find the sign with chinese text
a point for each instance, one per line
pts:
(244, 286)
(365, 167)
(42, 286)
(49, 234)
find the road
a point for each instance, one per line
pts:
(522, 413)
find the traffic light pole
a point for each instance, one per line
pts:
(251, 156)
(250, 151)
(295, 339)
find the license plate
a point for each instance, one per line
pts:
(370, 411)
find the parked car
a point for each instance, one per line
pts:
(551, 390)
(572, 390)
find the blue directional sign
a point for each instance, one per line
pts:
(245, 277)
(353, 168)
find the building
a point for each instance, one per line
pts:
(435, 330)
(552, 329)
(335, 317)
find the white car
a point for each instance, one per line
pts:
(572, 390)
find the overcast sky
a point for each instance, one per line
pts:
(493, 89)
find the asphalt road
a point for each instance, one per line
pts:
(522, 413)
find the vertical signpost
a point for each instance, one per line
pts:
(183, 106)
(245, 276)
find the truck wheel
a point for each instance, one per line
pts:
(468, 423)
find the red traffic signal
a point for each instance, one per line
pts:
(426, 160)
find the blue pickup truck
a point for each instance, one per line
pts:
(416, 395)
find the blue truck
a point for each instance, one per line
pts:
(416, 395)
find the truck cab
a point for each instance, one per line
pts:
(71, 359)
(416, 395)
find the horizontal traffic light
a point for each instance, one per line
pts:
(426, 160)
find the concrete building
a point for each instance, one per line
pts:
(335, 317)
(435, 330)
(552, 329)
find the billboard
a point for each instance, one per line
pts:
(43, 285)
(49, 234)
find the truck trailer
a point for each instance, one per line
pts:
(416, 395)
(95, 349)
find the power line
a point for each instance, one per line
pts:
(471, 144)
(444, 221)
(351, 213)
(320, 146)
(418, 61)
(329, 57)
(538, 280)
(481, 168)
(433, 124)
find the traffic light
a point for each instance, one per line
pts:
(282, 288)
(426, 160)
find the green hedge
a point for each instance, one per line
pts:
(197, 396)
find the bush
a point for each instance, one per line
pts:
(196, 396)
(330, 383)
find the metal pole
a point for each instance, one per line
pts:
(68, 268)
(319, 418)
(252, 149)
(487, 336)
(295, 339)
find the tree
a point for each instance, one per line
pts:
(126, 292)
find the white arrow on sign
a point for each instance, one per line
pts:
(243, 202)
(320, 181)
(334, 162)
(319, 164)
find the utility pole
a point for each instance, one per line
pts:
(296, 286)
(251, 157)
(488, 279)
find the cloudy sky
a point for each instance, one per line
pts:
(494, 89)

### Exercise aim
Rewrite everything from the entry containing "find the green hedge" down to the last entry as a two-column CSV with the headers instruction and points. Give one row per entry, with each field in double quotes and any line breaks changed to spaces.

### The reply
instruction,points
"find the green hedge a point for each instance, one per line pts:","(197, 396)"
"find the bush a point for each instance, one per line pts:","(196, 396) (330, 383)"
"find the metal pole a point for each instance, one per line pts:","(68, 268) (319, 418) (252, 149) (487, 336) (295, 339)"
"find the tree a point for each instance, one per line pts:","(126, 292)"
"find the white arrow on sign a point for each instance, one per line pts:","(243, 202) (320, 181) (334, 162) (319, 164)"
"find the utility pole a point for each instance, one per line pts:","(296, 286) (251, 157) (488, 279)"
"find the cloudy sky a point for each instance, one per line pts:","(494, 89)"